(Items from a dataset)
BEGIN

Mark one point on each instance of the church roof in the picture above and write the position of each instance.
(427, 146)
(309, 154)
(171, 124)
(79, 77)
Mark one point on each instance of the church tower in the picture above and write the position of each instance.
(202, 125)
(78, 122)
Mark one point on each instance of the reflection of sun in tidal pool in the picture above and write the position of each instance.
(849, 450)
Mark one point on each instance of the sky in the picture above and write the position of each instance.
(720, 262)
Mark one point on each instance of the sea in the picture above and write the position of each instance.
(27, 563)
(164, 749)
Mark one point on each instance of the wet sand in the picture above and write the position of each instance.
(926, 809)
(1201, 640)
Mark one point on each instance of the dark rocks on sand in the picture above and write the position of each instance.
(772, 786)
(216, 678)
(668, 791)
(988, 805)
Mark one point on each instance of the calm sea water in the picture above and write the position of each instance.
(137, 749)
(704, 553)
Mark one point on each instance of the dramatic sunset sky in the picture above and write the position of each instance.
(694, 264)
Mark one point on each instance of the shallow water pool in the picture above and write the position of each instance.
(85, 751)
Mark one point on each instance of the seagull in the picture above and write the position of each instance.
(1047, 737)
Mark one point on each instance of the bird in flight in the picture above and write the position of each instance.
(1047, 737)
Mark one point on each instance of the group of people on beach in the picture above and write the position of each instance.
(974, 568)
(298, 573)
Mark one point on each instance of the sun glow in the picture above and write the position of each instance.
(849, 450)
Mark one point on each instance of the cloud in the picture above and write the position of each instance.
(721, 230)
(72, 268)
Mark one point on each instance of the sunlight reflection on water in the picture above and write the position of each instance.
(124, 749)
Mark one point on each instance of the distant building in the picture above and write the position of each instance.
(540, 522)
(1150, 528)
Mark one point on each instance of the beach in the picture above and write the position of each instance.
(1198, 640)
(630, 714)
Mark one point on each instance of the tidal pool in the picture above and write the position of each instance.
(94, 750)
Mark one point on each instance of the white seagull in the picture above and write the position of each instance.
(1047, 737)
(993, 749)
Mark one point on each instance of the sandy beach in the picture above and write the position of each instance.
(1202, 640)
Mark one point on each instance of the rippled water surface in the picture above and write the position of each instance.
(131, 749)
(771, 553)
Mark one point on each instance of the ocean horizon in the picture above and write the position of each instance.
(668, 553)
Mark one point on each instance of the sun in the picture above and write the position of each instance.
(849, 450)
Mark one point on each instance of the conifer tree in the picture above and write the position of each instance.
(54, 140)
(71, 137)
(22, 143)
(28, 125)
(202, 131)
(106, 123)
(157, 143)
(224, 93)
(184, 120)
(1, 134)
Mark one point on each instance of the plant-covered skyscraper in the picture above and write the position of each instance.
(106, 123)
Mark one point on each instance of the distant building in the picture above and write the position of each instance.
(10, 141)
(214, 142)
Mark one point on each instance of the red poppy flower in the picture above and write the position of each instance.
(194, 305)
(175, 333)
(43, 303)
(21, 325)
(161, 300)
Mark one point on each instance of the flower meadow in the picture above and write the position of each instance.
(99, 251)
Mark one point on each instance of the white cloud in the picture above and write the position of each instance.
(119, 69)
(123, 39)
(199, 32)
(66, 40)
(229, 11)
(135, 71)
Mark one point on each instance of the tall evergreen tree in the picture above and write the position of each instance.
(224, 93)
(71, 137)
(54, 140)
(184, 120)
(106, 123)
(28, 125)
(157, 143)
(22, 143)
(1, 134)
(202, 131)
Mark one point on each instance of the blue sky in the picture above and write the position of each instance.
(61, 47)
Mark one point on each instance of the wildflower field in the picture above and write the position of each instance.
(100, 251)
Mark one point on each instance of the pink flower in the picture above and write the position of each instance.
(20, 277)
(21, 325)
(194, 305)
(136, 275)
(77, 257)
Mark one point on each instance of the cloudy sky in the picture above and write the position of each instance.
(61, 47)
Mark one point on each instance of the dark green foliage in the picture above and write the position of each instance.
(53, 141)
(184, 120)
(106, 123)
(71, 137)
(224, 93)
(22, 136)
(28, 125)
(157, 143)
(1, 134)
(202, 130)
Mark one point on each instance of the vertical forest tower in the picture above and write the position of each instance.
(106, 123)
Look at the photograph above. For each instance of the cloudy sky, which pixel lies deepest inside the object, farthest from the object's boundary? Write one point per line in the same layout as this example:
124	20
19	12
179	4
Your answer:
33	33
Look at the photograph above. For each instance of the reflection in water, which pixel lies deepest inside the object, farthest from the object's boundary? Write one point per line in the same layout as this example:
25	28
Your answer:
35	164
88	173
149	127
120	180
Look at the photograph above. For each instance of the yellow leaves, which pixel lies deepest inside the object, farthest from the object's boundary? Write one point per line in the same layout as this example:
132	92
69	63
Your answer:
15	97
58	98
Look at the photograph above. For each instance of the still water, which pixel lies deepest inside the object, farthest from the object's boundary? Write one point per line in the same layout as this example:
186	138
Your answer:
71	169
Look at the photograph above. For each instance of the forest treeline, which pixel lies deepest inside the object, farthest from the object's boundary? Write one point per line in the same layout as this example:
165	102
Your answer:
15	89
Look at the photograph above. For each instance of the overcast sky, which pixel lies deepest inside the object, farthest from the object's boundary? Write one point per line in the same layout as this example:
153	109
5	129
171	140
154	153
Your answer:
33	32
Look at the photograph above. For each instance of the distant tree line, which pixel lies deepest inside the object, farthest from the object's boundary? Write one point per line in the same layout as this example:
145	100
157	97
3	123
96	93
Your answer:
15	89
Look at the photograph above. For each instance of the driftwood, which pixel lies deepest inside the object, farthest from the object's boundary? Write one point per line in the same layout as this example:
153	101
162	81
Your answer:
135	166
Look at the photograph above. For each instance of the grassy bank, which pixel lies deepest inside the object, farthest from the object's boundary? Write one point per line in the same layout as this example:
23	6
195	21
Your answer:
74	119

END

- _What to do_: What is needed is an exact copy of all the records above.

- _Solution to this problem_:
Mark one point on each instance of the church roof in the picture above and write the position of each instance.
(427, 146)
(309, 154)
(171, 124)
(79, 77)
Mark one point on each instance of the church tower in the picture above and write the position of each instance.
(202, 125)
(78, 122)
Mark one point on each instance of the reflection of sun in tidal pool in the picture above and write the position of each instance.
(849, 450)
Mark one point on each instance of the sky in the picture above and write the position of each instance.
(720, 262)
Mark one point on each instance of the sea in the picture above and write the position of each instance.
(27, 563)
(164, 749)
Mark one point on each instance of the wet sand in the picture above and write the position of each instance.
(926, 809)
(1201, 640)
Mark one point on each instance of the dark rocks on sand in the picture above and write the position of each instance.
(772, 786)
(216, 678)
(668, 791)
(988, 805)
Mark one point on each instance of the calm sea water in the picture above and write the position of each instance.
(137, 749)
(704, 553)
Mark one point on each instance of the dramatic sunset sky in the picture above and write the position of each instance.
(694, 264)
Mark one point on each instance of the shallow water pool in the picture above and write the position of each instance.
(85, 751)
Mark one point on each instance of the seagull in the picture above and write the position of each instance.
(1047, 737)
Mark one point on each instance of the bird in flight in the picture above and write the position of each instance.
(1047, 737)
Mark one point on each instance of the group of people on beach in the picture above and write the position of each instance.
(974, 568)
(298, 573)
Mark one point on each instance of the sun glow in the picture above and write the position of each instance.
(849, 450)
Mark one point on each instance of the cloud in the picture above and write the position of each instance.
(721, 230)
(72, 268)
Mark one point on each instance of the sunlight reflection on water in the picture above and write the position of each instance.
(124, 749)
Mark one point on each instance of the distant building in the picture above and write the position of each instance.
(540, 522)
(1150, 528)
Mark one point on each instance of the beach in the picture above and write the position of each instance.
(1198, 640)
(630, 714)
Mark one point on each instance of the tidal pool in the picture above and write the position of each instance.
(94, 750)
Mark one point on each instance of the white seagull in the picture above and write the position of each instance.
(1047, 737)
(993, 749)
Mark one point on each instance of the sandy beach in the picture above and write the position of each instance.
(1202, 640)
Mark one point on each instance of the rippled water surface in the picture above and write the position of each instance.
(131, 749)
(771, 553)
Mark one point on each instance of the ocean horizon in the picture above and write the position of each instance.
(668, 553)
Mark one point on each instance of the sun in the picture above and write the position of each instance.
(849, 450)
Mark one point on each instance of the conifer tree in the picture above and write the position of each instance.
(54, 140)
(71, 137)
(22, 143)
(28, 125)
(202, 131)
(106, 123)
(157, 143)
(224, 93)
(184, 120)
(1, 134)
Mark one point on each instance of the plant-covered skyscraper in the picture above and write the position of each instance.
(106, 123)
Mark one point on each instance of the distant building in the picture above and write the position of each instance.
(10, 141)
(214, 142)
Mark one point on each instance of the red poppy flower in the picture above and write the position of each instance.
(194, 305)
(175, 333)
(43, 303)
(21, 325)
(161, 300)
Mark one point on each instance of the flower meadow in the picture above and write the position of each instance.
(99, 251)
Mark one point on each instance of the white cloud in the picture above and write the position of each instance.
(119, 69)
(123, 39)
(199, 32)
(66, 40)
(229, 11)
(135, 71)
Mark one point on each instance of the tall evergreen tree in the picture above and write the position of each instance.
(224, 93)
(71, 137)
(54, 140)
(184, 120)
(106, 123)
(28, 125)
(157, 143)
(22, 143)
(1, 134)
(202, 131)
Mark one point on each instance of the blue sky in the picture above and write the position of each instance.
(61, 47)
Mark one point on each instance of the wildflower field in the picture above and write the position of each instance.
(100, 251)
Mark one point on each instance of the pink flower in the picture above and write the position of each instance.
(20, 277)
(21, 325)
(194, 305)
(136, 275)
(77, 257)
Mark one point on each instance of the cloudy sky in the picture above and write the position of each instance.
(61, 47)
Mark one point on each instance of the dark green foliage in the picture above and write the position of each instance.
(53, 141)
(184, 120)
(106, 123)
(71, 137)
(224, 93)
(22, 136)
(28, 125)
(157, 143)
(1, 134)
(202, 130)
Mark one point on each instance of the vertical forest tower in the picture above and write the position of each instance.
(106, 123)
Look at the photograph above. For each instance of the cloudy sky, which pixel lies deepest inside the object, farthest from the object's boundary? Write one point per line in the same layout as this example:
124	20
19	12
179	4
Your answer:
33	33
Look at the photograph above. For each instance of the reflection in water, which pixel lies deepest inside the object, farthest from the object's boundary? Write one point per line in the same layout as this example:
25	28
Your answer:
35	164
88	173
149	127
120	180
Look at the photograph above. For each instance of the yellow leaves, which pixel lies deepest inside the object, farthest from the object's boundary? Write one point per line in the same layout as this example:
132	92
69	63
Your answer:
15	97
58	98
Look at the photograph above. For each instance of the still water, which pixel lies deepest inside the object, farthest from the object's boundary? Write one point per line in the same layout as this example:
186	138
Your answer:
71	169
Look at the photograph above. For each instance of the forest treeline, which pixel lies deepest inside the object, farthest from the object's boundary? Write one point per line in the same layout as this example:
165	102
Your answer:
15	89
Look at the photograph above. For each instance of the overcast sky, which pixel lies deepest inside the object, farthest from the object's boundary? Write one point per line in the same layout as this example:
153	109
5	129
171	140
154	153
Your answer:
33	32
Look at the photograph above. For each instance of the distant tree line, which pixel lies deepest inside the object, farthest from the object's boundary? Write one point per line in the same layout as this example:
145	100
157	97
3	123
96	93
Your answer:
15	89
Look at the photograph above. For each instance of the driftwood, which pixel lies deepest inside the object, farthest from the object's boundary? Write one point per line in the same layout as this example:
153	101
162	81
Your answer:
135	166
Look at the photograph above. For each instance of the grassy bank, which pixel lies deepest inside the object, farthest from the object's boundary? Write one point per line in the same layout as this example:
23	6
195	21
Your answer:
74	119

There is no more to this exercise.